— Given exercise —
Copy word for word the lines of the records that run from the very start through the line containing "70;283;89;297", including that final line.

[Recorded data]

* start *

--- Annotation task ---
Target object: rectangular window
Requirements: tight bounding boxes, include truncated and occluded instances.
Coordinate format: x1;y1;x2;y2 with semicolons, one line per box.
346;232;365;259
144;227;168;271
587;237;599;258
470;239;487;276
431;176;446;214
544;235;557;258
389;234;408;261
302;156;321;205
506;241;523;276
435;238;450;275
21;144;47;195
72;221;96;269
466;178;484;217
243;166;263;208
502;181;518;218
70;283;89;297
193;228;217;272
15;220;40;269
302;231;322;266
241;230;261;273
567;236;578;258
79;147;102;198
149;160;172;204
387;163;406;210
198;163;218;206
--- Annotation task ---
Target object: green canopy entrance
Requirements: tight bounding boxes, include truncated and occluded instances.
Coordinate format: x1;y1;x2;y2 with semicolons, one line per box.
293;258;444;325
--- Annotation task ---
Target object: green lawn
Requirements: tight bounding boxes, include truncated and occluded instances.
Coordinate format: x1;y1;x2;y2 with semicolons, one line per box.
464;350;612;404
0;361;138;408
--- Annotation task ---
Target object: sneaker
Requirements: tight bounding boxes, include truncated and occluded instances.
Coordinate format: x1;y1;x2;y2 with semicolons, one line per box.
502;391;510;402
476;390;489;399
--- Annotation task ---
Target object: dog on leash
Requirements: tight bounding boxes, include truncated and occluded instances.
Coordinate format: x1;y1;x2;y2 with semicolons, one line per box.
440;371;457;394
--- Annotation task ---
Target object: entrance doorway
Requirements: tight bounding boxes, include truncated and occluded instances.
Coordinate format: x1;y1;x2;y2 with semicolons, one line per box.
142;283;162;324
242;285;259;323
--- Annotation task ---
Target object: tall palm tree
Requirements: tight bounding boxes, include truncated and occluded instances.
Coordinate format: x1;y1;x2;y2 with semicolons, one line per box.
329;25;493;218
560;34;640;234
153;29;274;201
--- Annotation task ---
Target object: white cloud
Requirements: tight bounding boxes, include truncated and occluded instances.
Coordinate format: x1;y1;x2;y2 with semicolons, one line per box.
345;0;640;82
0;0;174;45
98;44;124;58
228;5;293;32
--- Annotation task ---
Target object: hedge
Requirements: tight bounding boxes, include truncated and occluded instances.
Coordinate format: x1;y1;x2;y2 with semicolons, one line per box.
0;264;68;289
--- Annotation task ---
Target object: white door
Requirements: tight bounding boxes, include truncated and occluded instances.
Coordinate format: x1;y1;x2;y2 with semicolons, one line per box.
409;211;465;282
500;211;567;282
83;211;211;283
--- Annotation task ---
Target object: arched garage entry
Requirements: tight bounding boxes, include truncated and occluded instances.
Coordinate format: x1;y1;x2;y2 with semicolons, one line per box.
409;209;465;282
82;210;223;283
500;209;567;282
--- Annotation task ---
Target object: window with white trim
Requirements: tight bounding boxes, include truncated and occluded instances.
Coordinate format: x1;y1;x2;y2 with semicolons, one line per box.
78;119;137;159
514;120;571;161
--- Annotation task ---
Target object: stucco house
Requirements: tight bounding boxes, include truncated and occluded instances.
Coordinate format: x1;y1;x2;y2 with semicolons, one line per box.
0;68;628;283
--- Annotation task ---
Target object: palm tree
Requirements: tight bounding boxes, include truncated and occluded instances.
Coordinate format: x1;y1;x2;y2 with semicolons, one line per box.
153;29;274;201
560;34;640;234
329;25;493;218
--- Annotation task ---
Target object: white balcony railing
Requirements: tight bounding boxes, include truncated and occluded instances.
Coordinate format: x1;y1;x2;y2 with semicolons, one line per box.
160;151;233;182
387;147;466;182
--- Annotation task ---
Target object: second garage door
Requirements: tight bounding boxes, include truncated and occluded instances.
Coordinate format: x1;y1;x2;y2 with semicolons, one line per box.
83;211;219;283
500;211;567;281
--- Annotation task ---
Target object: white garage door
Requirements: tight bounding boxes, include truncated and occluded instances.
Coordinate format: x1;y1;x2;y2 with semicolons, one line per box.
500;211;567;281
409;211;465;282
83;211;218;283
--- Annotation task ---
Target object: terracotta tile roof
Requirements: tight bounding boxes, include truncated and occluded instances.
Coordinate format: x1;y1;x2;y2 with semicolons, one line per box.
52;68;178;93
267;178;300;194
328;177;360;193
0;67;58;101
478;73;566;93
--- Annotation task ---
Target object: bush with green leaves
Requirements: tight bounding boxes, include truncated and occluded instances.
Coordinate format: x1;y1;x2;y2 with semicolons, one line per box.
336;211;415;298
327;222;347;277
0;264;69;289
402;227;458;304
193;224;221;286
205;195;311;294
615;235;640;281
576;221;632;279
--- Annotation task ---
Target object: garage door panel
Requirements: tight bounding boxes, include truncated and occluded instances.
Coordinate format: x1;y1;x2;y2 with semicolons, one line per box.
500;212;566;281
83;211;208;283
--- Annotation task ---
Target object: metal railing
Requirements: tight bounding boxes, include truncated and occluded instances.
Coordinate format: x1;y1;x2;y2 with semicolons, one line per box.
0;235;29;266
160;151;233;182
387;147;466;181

* end *

— Full output —
--- Annotation task ---
Target object: rectangular window
Requirements: tight bounding boxes, include truncated and occluded instances.
Coordinate format: x1;y1;x2;y2 with semicolons, one line per box.
346;232;365;259
144;227;168;271
587;237;599;258
470;239;487;276
431;176;446;214
544;235;557;258
389;234;408;261
302;156;321;205
506;241;523;276
435;238;450;275
21;144;47;195
72;221;96;269
466;178;484;217
243;166;263;208
502;181;518;218
70;283;89;297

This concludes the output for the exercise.